▶ **Activity**: Look through the entries for the string "parked" and copy every line where it shows up.

--

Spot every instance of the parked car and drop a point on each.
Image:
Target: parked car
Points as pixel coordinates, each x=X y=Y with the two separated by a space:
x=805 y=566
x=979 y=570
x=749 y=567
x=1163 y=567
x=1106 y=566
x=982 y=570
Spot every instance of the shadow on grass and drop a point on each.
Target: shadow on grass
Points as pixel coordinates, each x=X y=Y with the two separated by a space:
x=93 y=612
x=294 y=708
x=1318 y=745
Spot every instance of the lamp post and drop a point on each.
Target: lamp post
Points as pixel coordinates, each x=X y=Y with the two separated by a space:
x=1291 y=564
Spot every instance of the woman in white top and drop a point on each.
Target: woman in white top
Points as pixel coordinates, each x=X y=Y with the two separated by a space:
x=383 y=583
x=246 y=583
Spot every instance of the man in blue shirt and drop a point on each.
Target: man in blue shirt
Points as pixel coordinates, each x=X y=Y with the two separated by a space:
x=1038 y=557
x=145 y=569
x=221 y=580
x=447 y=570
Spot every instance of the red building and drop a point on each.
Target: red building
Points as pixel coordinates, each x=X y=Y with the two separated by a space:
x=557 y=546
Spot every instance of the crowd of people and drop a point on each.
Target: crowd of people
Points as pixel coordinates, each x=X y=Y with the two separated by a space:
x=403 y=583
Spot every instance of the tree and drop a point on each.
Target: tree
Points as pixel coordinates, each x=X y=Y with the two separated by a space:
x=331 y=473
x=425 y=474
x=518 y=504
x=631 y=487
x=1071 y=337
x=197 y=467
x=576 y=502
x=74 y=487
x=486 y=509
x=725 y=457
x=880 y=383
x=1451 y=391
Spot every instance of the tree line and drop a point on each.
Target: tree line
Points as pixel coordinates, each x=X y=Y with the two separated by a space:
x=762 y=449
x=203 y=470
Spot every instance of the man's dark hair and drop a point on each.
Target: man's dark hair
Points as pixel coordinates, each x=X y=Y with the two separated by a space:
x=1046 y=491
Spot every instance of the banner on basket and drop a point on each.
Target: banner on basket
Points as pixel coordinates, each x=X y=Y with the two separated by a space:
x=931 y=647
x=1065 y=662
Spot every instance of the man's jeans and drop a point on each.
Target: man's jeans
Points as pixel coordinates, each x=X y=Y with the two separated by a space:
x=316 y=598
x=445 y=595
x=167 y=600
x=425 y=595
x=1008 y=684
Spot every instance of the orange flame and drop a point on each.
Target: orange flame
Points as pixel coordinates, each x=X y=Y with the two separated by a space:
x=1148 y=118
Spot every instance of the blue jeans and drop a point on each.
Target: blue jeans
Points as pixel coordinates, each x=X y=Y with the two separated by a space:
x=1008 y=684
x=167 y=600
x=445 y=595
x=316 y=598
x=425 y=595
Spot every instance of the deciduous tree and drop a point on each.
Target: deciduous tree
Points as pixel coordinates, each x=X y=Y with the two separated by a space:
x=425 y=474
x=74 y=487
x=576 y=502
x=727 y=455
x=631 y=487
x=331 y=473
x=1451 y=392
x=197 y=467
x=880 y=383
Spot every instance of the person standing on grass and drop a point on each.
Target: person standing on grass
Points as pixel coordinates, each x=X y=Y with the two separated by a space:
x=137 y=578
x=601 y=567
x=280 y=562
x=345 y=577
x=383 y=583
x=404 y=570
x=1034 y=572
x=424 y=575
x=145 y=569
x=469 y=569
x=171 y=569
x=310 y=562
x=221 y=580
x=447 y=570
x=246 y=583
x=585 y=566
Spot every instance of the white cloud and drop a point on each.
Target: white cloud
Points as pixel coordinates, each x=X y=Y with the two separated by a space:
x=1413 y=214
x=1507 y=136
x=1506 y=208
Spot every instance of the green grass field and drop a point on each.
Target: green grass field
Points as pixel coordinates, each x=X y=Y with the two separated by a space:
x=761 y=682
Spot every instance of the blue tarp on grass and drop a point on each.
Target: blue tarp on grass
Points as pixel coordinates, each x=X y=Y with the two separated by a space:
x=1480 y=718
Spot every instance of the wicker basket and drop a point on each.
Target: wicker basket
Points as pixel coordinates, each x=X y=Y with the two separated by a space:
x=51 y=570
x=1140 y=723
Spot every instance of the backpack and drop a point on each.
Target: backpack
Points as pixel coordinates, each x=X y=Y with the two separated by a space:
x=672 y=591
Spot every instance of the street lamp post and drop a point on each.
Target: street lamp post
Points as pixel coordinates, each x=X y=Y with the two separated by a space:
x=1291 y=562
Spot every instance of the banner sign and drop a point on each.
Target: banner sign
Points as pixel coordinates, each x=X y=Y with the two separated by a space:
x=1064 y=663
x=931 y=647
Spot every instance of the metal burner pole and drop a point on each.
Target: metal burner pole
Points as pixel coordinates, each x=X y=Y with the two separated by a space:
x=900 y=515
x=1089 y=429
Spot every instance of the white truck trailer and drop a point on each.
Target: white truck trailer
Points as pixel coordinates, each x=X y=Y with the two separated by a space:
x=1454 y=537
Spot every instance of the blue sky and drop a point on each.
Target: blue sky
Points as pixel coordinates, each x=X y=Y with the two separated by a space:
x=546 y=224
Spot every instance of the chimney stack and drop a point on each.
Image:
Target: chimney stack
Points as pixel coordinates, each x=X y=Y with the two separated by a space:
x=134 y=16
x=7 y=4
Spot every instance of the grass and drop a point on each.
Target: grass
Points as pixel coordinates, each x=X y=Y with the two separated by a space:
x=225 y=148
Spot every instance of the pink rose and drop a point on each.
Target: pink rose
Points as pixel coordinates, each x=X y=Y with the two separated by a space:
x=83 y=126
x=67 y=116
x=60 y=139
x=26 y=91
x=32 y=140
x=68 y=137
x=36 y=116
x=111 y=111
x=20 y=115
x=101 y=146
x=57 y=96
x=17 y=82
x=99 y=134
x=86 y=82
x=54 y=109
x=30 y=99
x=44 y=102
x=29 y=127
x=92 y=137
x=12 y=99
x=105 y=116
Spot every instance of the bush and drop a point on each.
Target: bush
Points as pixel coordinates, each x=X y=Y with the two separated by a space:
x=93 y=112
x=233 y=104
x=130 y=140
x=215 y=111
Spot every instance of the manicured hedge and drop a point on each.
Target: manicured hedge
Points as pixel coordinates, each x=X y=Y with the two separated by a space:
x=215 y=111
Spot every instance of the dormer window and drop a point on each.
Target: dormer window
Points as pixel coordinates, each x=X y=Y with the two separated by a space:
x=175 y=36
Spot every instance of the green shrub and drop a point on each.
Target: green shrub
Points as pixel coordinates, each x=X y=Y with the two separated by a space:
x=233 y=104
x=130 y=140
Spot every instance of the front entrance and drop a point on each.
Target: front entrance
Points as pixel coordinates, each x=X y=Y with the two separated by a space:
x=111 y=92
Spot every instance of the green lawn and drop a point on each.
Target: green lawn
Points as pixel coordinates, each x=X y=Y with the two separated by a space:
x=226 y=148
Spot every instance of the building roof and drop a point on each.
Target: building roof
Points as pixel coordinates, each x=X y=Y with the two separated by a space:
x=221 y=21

--

▶ **Solution to the problem**:
Spot every instance of the parked car and drop a point on each.
Target: parked car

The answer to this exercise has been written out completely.